** Opening Excerpted data block **

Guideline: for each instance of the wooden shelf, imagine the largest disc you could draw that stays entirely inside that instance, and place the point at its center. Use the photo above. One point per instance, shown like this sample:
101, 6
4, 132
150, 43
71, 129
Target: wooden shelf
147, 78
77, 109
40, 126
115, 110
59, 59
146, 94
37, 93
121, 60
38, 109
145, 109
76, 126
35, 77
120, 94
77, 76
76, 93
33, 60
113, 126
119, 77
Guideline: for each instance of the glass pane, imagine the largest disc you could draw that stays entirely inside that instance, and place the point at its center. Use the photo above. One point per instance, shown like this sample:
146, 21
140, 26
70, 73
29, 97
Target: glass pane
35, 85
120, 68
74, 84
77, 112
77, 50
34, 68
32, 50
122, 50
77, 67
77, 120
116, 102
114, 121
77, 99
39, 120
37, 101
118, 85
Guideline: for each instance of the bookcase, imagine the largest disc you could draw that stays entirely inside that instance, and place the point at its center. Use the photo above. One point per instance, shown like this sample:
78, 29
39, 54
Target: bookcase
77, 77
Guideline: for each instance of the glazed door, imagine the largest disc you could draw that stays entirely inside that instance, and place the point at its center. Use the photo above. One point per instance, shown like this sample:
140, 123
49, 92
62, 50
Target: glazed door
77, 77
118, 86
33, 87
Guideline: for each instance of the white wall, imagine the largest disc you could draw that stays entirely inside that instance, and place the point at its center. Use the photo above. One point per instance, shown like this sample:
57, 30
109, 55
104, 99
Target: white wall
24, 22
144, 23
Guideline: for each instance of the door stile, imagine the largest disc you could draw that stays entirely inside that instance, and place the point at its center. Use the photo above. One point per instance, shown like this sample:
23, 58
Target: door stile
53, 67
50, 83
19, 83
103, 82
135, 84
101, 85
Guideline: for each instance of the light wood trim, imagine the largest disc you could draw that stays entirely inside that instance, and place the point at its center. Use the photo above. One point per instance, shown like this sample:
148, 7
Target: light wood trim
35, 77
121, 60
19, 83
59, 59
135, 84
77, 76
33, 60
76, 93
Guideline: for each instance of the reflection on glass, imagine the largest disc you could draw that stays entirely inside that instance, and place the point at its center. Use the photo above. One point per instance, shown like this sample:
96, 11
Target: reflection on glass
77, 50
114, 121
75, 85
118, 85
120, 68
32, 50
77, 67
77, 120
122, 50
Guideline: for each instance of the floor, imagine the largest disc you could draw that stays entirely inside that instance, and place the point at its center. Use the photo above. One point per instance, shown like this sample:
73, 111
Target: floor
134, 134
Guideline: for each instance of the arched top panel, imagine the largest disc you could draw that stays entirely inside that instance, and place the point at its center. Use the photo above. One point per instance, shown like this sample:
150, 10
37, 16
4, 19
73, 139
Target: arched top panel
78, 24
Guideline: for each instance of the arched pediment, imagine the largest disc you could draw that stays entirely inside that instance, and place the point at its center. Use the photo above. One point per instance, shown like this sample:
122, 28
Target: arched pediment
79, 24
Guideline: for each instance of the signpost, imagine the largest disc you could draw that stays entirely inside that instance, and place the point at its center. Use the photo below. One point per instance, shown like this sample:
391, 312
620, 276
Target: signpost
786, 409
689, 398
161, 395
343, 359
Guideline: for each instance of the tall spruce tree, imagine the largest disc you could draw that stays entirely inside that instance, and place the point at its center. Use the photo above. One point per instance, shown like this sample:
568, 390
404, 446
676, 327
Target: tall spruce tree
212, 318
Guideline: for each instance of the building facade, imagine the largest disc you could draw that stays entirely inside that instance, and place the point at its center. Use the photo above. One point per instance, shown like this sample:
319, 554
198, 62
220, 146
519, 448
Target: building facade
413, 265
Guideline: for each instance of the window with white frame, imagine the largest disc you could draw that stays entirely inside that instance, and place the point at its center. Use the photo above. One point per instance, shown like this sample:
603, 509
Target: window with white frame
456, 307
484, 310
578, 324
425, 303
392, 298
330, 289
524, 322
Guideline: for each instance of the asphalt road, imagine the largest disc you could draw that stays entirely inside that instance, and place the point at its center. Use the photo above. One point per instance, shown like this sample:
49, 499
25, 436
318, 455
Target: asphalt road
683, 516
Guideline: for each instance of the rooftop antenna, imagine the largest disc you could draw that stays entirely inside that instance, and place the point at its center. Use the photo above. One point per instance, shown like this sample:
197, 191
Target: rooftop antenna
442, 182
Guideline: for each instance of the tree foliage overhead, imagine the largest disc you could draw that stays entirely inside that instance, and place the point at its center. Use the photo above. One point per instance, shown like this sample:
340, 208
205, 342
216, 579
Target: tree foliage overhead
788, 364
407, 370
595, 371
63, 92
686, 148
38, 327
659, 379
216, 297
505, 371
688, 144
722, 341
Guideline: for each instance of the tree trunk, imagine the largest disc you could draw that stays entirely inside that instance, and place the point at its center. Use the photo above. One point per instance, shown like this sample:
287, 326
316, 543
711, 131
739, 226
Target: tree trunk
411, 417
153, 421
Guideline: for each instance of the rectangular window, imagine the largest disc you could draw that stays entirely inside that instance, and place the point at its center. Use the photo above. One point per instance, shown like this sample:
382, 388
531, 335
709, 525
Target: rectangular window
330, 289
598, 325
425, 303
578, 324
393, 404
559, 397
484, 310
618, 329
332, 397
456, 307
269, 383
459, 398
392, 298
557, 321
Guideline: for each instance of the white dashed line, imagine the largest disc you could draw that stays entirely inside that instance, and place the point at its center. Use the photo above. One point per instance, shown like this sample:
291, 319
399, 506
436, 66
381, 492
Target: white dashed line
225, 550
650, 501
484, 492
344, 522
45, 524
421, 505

** Closing Excerpted data block **

▸ **Instructions to follow**
The data are to be transcribed in full, exactly as given.

▸ **Finished exercise**
Guideline: for each instance of the wooden shelf, imagine the largest disc you could draw that stays entirely inside that instance, and place the point at its center. Use the photo above. One point per instance, shown like this sample:
101, 6
4, 132
150, 43
71, 129
Target: wooden shelf
147, 78
77, 109
40, 126
115, 110
59, 59
146, 94
37, 93
121, 60
38, 109
145, 109
76, 126
35, 77
120, 94
77, 76
76, 93
33, 60
113, 126
119, 77
Guideline: for each instance of the glass pane, imagine the largest disc you could draw that stays entirely inside that instance, and place the point at its center. Use the photo above. One point per instance, shown like this sample:
146, 21
140, 26
70, 73
29, 97
Target: glass pane
35, 85
120, 68
74, 84
77, 112
77, 50
34, 68
32, 50
122, 50
77, 67
77, 120
116, 102
114, 121
77, 99
39, 120
37, 101
118, 85
Guideline: for each instance of the bookcase, imagine the largest disc you could draw that stays entirely inside that instance, and place the point at its center. Use the photo above. One point per instance, shown like this sample:
78, 29
39, 54
Target: bookcase
77, 77
Guideline: for each instance of the glazed door, imagine the largest disc you could draw that stays entirely inside that instance, and place the point at its center. Use the photo above. One point per instance, shown like this sample:
140, 123
49, 92
62, 50
Target: glazed door
77, 77
118, 86
33, 87
Guideline: for each instance of the white wall, imagine the largest disc you could draw that stays entirely inside that instance, and place the point at its center. Use the photo above. One point per instance, shown like this sample:
57, 30
109, 55
104, 99
Target: white wall
24, 22
144, 23
Guideline: for each instance of the door stile, imagine the largest disc you could draw that stays entirely inside that instance, and place the point at its center. Use the photo above. One point per instance, shown like this sample:
23, 58
Target: door stile
53, 67
50, 83
19, 83
103, 82
135, 84
101, 85
Guideline: for each instance of the light wood trim, imagine the largest disc you could draw that stays entirely inside that instance, and place the point at its center. Use the photo above. One point per instance, shown like this sample:
148, 7
Target: light wood trim
35, 77
121, 60
19, 83
59, 59
135, 84
77, 76
33, 60
76, 93
Guideline: for each instance of the reflection on glass, imagine the largest disc you could draw that stays entirely inside that instance, and place the point at its center. Use the photo above. One point per instance, shown like this sample:
96, 11
Target: reflection on glass
77, 50
114, 121
75, 85
118, 85
120, 68
32, 50
77, 67
77, 120
122, 50
Guideline: for each instance of the floor, imagine the largest disc you could draw that stays entirely inside that instance, and place the point at its center. Use the photo above. One point per instance, shown like this sample:
73, 111
Target: floor
134, 134
Guideline: for each instance of the arched top panel, imagine the largest disc you could draw that stays entirely inside that instance, and place the point at its center. Use the photo above. One point per instance, shown like this sample:
150, 10
37, 16
4, 19
73, 139
Target: arched top panel
78, 24
Guideline: for each instance of the arched pediment, imagine the largest disc you could draw that stays entirely inside that instance, and place the point at its center. Use the photo above. One point per instance, shown like this sample:
122, 28
Target: arched pediment
79, 24
Guideline: for each instance of the signpost, imagine the largest disc you could draw that stays entirely inside that instance, and place the point at its center. Use the photo below. One point per instance, shown like this sample:
391, 312
620, 276
Target: signpost
786, 409
689, 398
161, 395
343, 359
Guideline: for each instance of the tall spruce tree, imagine the largest disc you could draw that stays entirely inside that instance, and place the point at its center. Use the photo above. One point per instance, shown like this sample:
568, 390
404, 446
676, 327
Target: tall spruce tree
212, 318
Guideline: for each instance of the building facade, imagine the largest disc you could draw that stays entirely inside that instance, and place the point at its center. Use the photo above. One point per instance, shown like this sample:
319, 554
198, 62
220, 146
519, 448
Target: building facade
413, 265
Guideline: for each instance of the window with white frame, imagine the largest disc you could draw that stays entirely inside that instance, and place the point at its center. Use the photo above. One point per instance, shown like this sample:
603, 509
Target: window with white frame
456, 307
484, 310
578, 324
425, 303
392, 298
330, 289
524, 322
Guideline: for each instance of the asphalt road, imagine the largest disc you could draw that stays entirely inside that instance, and place the point at its center. Use the photo above. One point per instance, shown like this sample:
49, 499
25, 436
318, 455
Target: asphalt road
683, 516
Guideline: for each instance of the rooftop antenna, imagine the largest disc you could draw that stays entirely inside that instance, and place the point at its center. Use the photo above. One point per instance, shown like this sample:
197, 191
Target: rooftop antenna
442, 182
Guideline: for each instance of the tree foliage overhead, imagine the largest disc you could draw that stays entirely inside that instance, and place the point at its center. Use the photo above. One point per instance, shown like this sample:
340, 208
205, 342
216, 579
Target: tree foliage overhead
788, 364
407, 370
595, 371
63, 92
686, 148
38, 327
659, 379
216, 297
505, 371
688, 144
722, 341
Guideline: for each instance of the tree trunk, imagine the largest disc you could draw that stays entirely inside that instance, and place the point at its center. Use the photo above. One point per instance, shown like this sample:
287, 326
316, 543
711, 131
739, 226
Target: tree trunk
411, 417
153, 421
Guideline: for each instance of the rectangular window, imagine the largest disc you could draw that stays entirely inside that instance, and place the point at its center. Use the photo above. One point per instance, shown like this sample:
382, 388
531, 335
709, 525
Target: rectangular window
330, 289
598, 325
425, 303
578, 324
393, 404
559, 397
484, 310
618, 329
332, 397
456, 307
269, 383
459, 398
392, 298
557, 321
Guideline: for each instance of the white dashed line, imagine the largest disc you could draw that stays entirely inside that instance, and place the point at its center. Use the photo above. One point per instance, shown like this sample:
291, 319
399, 506
436, 66
381, 492
Target: white dashed line
225, 550
650, 501
484, 492
344, 522
45, 524
421, 505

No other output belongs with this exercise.